# TO-DO LIST
1. In the essay on terrorism and the drone campaign, which economist is said to have shown that game theoretical models can be applied to the efficacy of terrorism?
2. Summarize the essay on terrorism and the drone campaign in two sentences.
3. Write the next paragraph of the essay on terrorism and the drone campaign, picking up after its final sentence.

# READING PASSAGE
======

Amherst College
Recent revelations concerning the American drone campaign in Southwest Asia and the Arabian peninsula might lead one to think that the worst aspect of the campaign is the imprecision of the drone attacks, the ancillary damage in the form of innocent lives lost. But leaving aside the horror of a policy of assassination from the sky, this use of drones illuminates a core paradox in the “war against terror.”
Terrorism, catastrophe, these are big words to throw around. Perhaps it makes sense to begin with a provisional definition of terrorism. I would suggest that we understand terrorism to be the tactical use of violence or the threat of violence in order cause psychological trauma on a specifically targeted population. The purpose of terrorism can vary almost infinitely, from forcing a state to meet a particular political demand, to gaining vengeance against a religious opponent, to – although this is actually more the stuff of graphic novels and superhero movies than reality – expressing a nihilistic urge to destroy for its own sake. Because there is usually a focused end to acts of terror, formal rationality can be used to understand acts of terror. Indeed, one can apply game theoretical models to the efficacy of terrorism, as has been shown by the prominent economist Darius Lakdawalla.
The effectiveness of terrorism is to be measured not only by the specific destruction those who engage in it wreak – the physical injuries and deaths to those immediately victimized – but more fundamentally instead by how it traumatizes its targeted audience. Terror in this sense is communicative violence, designed specifically to frighten people so as to get them to alter their behavior in ways the terrorist wants. Measuring the efficacy of terrorism then becomes something qualitative – it requires that we be able to describe and interpret the effects of the act or acts of terror on people’s behavior. It requires that we think imaginatively concerning how terrorism does what it does to those who are its victims.

======

# STORED DATA
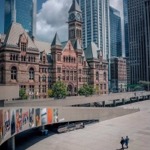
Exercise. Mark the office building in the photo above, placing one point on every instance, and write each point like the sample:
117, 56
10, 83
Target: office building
21, 11
118, 74
95, 17
35, 65
139, 33
115, 33
125, 13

======

# ANSWER SET
1. Darius Lakdawalla

2. Beyond the imprecision of American drone attacks and the innocent lives they cost, the essay argues, their use illuminates a core paradox in the "war against terror." It provisionally defines terrorism as the tactical use of violence or its threat to cause psychological trauma in a targeted population, and it holds that terrorism's effectiveness is measured mainly by how that trauma leads people to change their behavior.

3.
Sometimes the motives of terrorists can be discerned by knowing who they are. In at least one case, that is easy, because of the extraordinary visibility of the terrorist in question. I am referring here to the state terrorist, the actor that only pretends not to use the technique of terror in the flimsiest gesture toward human rights. The state terrorist is so prevalent an actor largely because the very function of the state, to paraphrase Max Weber, is to maintain a monopoly on the legitimate use of violence. State actors very often go too far and engage in illegitimate acts of violence, rationalizing their actions as necessary for the survival of the polity they putatively serve. Because they have the tools of violence ready at hand, it is easy for them to act. Because of the vast instruments of destruction that powerful states have on hand, we can state very simply: States terrorize and the more powerful the state the more terrorizing.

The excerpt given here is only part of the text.